__Required task__. Can you edit the listing from the line holding "Can you see the dark" through the end of the listing, inclusive, replacing "dark brown seed" with "black seed" and leaving everything else unchanged?

__Stored data__.
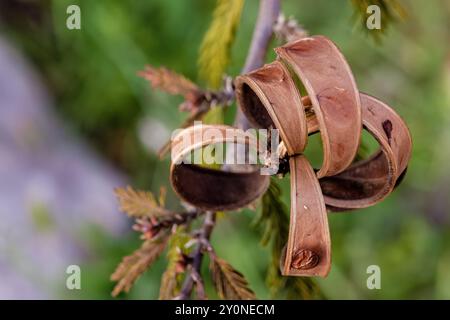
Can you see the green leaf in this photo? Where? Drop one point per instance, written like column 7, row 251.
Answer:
column 215, row 50
column 230, row 283
column 391, row 11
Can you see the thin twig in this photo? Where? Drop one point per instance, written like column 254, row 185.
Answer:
column 263, row 32
column 197, row 256
column 268, row 14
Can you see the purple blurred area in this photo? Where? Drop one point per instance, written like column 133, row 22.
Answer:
column 51, row 187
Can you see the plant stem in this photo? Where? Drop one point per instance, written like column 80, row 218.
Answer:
column 268, row 14
column 197, row 256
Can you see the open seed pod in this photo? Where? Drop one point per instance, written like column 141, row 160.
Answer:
column 270, row 98
column 209, row 188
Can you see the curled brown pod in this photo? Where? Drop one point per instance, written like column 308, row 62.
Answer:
column 208, row 188
column 327, row 78
column 269, row 97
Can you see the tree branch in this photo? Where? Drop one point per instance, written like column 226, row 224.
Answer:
column 268, row 14
column 197, row 256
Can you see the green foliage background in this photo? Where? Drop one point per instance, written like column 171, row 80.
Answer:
column 92, row 74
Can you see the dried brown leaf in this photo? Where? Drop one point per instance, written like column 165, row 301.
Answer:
column 134, row 265
column 138, row 203
column 230, row 283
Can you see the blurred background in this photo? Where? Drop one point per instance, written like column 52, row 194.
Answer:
column 76, row 121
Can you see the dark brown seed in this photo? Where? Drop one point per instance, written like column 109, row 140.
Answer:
column 305, row 259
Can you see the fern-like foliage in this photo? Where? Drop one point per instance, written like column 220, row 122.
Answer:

__Result for this exercise__.
Can you see the black seed in this photo? Where? Drop one point per instance, written like column 109, row 140.
Answer:
column 305, row 259
Can you see the fern-like foliage in this photo? Where? Drop one point per instance, written like column 220, row 122.
Answer:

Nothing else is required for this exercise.